The Institutionalization of Scientific Materialism
Scientific Materialism and Political Institutions
According to textbook histories of science, the Scientific Revolution separated
science from religion to insure genuine freedom of scientific inquiry, and scientists are
therefore loathe to associate their research with anything that smacks of religion. Echoing
this sentiment, Steven Weinberg of the University of Texas, a Nobel laureate in physics,
recently commented,  I don t want a constructive dialogue with religion. I think they
should remain at odds with each other. 8 However, as the preceding chapters
demonstrate, this separation has never been as complete as is commonly assumed.
Scientific materialists commonly contrast the freedom of scientific institutions with the
ideological tyranny so often enforced by religious institutions. But this impression is
simplistic.

Prompt 1 —
Decide whether each statement below agrees with the passage on scientific materialism. Answer yes or no for each, and quote the words of the passage that settle it.
(a) Steven Weinberg is affiliated with the University of Texas.
(b) The passage holds that science and religion have been completely separated.
(c) The passage calls the contrast between scientific and religious institutions simplistic.
Prompt 2 — Rewrite the passage on scientific materialism from "Scientific materialists commonly" up to and including "simplistic.", putting "establishments" in place of "institutions".

Source excerpt —

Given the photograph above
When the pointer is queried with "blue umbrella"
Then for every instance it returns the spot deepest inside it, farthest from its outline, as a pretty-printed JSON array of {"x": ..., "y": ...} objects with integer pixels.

Correct result 1 —
(a) Yes: "Steven Weinberg of the University of Texas"
(b) No: "this separation has never been as complete as is commonly assumed"
(c) Yes: "this impression is simplistic"

Correct result 2 —
Scientific materialists commonly contrast the freedom of scientific establishments with the
ideological tyranny so often enforced by religious establishments. But this impression is
simplistic.